What is required: Convert every line of the data below into a JSON list of strings, one string per line, leaving out blank lines.
Start Material supplied
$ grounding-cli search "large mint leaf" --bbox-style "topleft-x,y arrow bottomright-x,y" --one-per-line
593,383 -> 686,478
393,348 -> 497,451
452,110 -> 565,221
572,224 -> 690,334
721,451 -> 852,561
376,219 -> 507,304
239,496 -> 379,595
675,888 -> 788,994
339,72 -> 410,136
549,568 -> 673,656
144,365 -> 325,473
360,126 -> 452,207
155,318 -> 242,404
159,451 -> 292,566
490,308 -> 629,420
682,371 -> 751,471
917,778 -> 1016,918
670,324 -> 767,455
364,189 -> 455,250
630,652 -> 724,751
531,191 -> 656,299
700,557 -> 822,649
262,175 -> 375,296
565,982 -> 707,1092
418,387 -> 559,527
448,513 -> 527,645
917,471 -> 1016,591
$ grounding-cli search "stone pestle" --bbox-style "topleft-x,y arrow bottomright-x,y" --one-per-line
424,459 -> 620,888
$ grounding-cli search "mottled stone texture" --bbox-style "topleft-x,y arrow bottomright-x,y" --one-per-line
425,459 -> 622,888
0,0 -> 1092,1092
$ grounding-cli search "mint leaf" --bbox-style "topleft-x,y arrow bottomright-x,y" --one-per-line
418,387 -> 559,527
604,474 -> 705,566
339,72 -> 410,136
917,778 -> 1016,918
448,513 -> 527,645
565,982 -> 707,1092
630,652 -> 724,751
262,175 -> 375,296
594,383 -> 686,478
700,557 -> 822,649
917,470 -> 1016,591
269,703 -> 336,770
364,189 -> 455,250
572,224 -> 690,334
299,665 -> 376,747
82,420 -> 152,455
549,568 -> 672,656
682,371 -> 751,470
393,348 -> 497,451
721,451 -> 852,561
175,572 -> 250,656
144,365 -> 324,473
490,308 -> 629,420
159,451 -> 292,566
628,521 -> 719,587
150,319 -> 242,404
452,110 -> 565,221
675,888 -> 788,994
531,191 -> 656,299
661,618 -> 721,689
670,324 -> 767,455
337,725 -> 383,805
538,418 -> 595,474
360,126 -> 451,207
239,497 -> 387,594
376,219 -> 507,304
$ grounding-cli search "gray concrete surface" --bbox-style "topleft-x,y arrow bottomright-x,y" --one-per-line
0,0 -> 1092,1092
End Material supplied
Full solution:
[
  "$ grounding-cli search \"large mint leaf\" --bbox-style \"topleft-x,y arrow bottomright-x,y\" --one-per-line",
  "593,383 -> 686,478",
  "393,348 -> 497,451",
  "452,110 -> 565,221",
  "572,224 -> 690,334",
  "721,451 -> 852,561",
  "376,219 -> 507,304",
  "239,496 -> 379,595",
  "675,888 -> 788,994",
  "339,72 -> 410,136",
  "549,568 -> 673,656",
  "144,365 -> 325,473",
  "360,126 -> 452,207",
  "155,318 -> 242,404",
  "159,451 -> 292,566",
  "490,308 -> 629,420",
  "682,371 -> 751,471",
  "917,778 -> 1016,918",
  "670,324 -> 767,455",
  "364,189 -> 455,250",
  "630,652 -> 724,751",
  "531,191 -> 656,299",
  "700,557 -> 822,649",
  "262,175 -> 375,296",
  "565,982 -> 707,1092",
  "418,387 -> 559,527",
  "448,513 -> 527,645",
  "917,471 -> 1016,591",
  "$ grounding-cli search \"stone pestle\" --bbox-style \"topleft-x,y arrow bottomright-x,y\" --one-per-line",
  "424,459 -> 620,888",
  "$ grounding-cli search \"mottled stone texture\" --bbox-style \"topleft-x,y arrow bottomright-x,y\" --one-per-line",
  "425,459 -> 622,888",
  "0,0 -> 1092,1092",
  "$ grounding-cli search \"mint leaf\" --bbox-style \"topleft-x,y arrow bottomright-x,y\" --one-per-line",
  "418,387 -> 559,527",
  "604,474 -> 705,566",
  "339,72 -> 410,136",
  "917,778 -> 1016,918",
  "448,513 -> 527,645",
  "565,982 -> 707,1092",
  "630,652 -> 724,751",
  "262,175 -> 375,296",
  "594,383 -> 686,478",
  "700,557 -> 822,649",
  "917,470 -> 1016,591",
  "269,703 -> 336,770",
  "364,189 -> 455,250",
  "572,224 -> 690,334",
  "299,665 -> 376,747",
  "82,420 -> 152,455",
  "549,568 -> 672,656",
  "682,371 -> 751,470",
  "393,348 -> 497,451",
  "721,451 -> 852,561",
  "175,572 -> 250,656",
  "144,365 -> 324,473",
  "490,308 -> 629,420",
  "159,451 -> 292,566",
  "628,521 -> 719,587",
  "150,319 -> 242,404",
  "452,110 -> 565,221",
  "675,888 -> 788,994",
  "531,191 -> 656,299",
  "661,618 -> 721,689",
  "670,324 -> 767,455",
  "337,725 -> 383,805",
  "538,418 -> 595,474",
  "360,126 -> 451,207",
  "239,497 -> 387,594",
  "376,219 -> 507,304",
  "$ grounding-cli search \"gray concrete surface\" --bbox-style \"topleft-x,y arrow bottomright-x,y\" --one-per-line",
  "0,0 -> 1092,1092"
]